##### SUPPLIED DATA

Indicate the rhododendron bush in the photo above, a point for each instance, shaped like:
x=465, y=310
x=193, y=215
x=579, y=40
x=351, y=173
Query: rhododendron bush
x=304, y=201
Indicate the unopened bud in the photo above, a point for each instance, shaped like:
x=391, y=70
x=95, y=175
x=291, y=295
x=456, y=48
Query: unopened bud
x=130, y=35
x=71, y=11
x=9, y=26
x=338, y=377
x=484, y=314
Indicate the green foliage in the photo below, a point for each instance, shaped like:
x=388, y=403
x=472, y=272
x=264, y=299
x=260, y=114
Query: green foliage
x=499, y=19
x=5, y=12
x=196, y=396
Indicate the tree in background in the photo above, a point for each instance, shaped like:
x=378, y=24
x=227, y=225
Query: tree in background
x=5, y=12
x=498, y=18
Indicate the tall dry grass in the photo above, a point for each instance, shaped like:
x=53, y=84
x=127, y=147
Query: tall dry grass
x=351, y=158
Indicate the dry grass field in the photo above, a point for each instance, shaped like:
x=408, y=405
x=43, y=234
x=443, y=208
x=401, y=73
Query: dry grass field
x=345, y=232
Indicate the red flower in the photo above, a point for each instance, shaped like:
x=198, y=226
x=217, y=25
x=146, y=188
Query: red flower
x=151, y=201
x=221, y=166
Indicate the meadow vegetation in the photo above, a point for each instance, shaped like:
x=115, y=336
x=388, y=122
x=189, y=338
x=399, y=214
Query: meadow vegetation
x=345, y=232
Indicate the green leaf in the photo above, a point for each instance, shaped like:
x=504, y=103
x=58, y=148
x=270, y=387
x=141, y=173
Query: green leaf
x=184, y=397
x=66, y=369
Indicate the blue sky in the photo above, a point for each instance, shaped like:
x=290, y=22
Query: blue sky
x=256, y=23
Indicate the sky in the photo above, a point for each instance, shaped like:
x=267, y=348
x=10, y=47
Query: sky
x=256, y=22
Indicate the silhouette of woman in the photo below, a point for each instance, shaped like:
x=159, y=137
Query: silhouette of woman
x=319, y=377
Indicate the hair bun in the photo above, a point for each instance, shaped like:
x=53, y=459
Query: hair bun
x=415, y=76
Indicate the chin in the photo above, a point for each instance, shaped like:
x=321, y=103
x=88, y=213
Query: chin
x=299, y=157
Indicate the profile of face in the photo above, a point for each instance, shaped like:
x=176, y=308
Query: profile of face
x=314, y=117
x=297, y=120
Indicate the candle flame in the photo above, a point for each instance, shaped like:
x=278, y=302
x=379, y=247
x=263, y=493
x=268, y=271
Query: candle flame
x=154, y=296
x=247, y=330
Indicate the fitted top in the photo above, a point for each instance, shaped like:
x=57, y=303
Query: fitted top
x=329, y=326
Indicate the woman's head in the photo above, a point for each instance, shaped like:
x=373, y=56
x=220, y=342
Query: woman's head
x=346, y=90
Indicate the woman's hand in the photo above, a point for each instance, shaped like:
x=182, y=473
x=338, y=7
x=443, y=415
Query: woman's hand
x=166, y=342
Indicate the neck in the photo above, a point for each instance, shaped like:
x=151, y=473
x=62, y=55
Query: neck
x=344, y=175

##########

## INSTRUCTIONS TO FOLLOW
Repeat all the entries word for word.

## SOLVED PROBLEM
Indicate the rhododendron bush in the photo above, a point for each instance, shaped like:
x=465, y=310
x=193, y=215
x=579, y=40
x=351, y=173
Query: rhododendron bush
x=304, y=201
Indicate the unopened bud in the photo above, a point for each instance, shaped like:
x=391, y=70
x=95, y=175
x=291, y=295
x=456, y=48
Query: unopened bud
x=130, y=35
x=71, y=11
x=9, y=26
x=338, y=377
x=484, y=314
Indicate the green foliage in the photo below, a point for each instance, shaped like:
x=388, y=403
x=472, y=272
x=264, y=299
x=260, y=114
Query: green foliage
x=499, y=19
x=5, y=12
x=196, y=396
Indicate the tree in background in the photo above, a point for each instance, shaped like:
x=378, y=24
x=227, y=225
Query: tree in background
x=5, y=12
x=498, y=18
Indicate the tall dry grass in the photo above, a point for each instance, shaped like:
x=53, y=84
x=127, y=147
Query: tall dry grass
x=351, y=158
Indicate the dry grass field in the photo above, a point for each instance, shaped like:
x=408, y=405
x=43, y=234
x=443, y=208
x=401, y=73
Query: dry grass field
x=345, y=232
Indicate the red flower in the photo above, a point for each instance, shaped like:
x=198, y=226
x=217, y=25
x=146, y=188
Query: red flower
x=151, y=201
x=221, y=166
Indicate the meadow vegetation in the photo above, a point for each instance, shaped like:
x=115, y=336
x=388, y=122
x=189, y=338
x=399, y=214
Query: meadow vegetation
x=345, y=232
Indicate the green leaf in the photo above, a point for each instance, shaped like:
x=504, y=103
x=58, y=148
x=270, y=387
x=141, y=173
Query: green leaf
x=184, y=397
x=66, y=369
Indicate the blue sky in the photo above, a point for each instance, shaped like:
x=290, y=22
Query: blue sky
x=256, y=23
Indicate the sky in the photo above, a point for each instance, shaped like:
x=267, y=348
x=10, y=47
Query: sky
x=256, y=22
Indicate the silhouette of woman in the photo below, a point for each instance, shaped like:
x=159, y=137
Query: silhouette of woman
x=319, y=377
Indicate the hair bun in the photo above, a point for each instance, shaped like:
x=53, y=459
Query: hair bun
x=415, y=76
Indicate the chin in the photo above, a point for each instance, shaped like:
x=321, y=103
x=88, y=213
Query: chin
x=299, y=157
Indicate the profile of face in the photo above, a point for each instance, shaped like:
x=176, y=308
Query: profile of face
x=314, y=117
x=297, y=120
Indicate the candle flame in the photo above, a point for each instance, shaped like:
x=278, y=302
x=379, y=247
x=263, y=493
x=268, y=271
Query: candle flame
x=154, y=296
x=247, y=330
Indicate the fitted top in the photo above, a point for each instance, shaped like:
x=57, y=303
Query: fitted top
x=329, y=326
Indicate the woman's head in the photo above, a point for each instance, shaped like:
x=373, y=56
x=220, y=342
Query: woman's head
x=346, y=90
Indicate the woman's hand in the photo above, a point for each instance, shaped like:
x=182, y=473
x=338, y=7
x=443, y=415
Query: woman's hand
x=166, y=342
Indicate the neck in the photo above, a point for each instance, shaped like:
x=151, y=473
x=62, y=55
Query: neck
x=344, y=175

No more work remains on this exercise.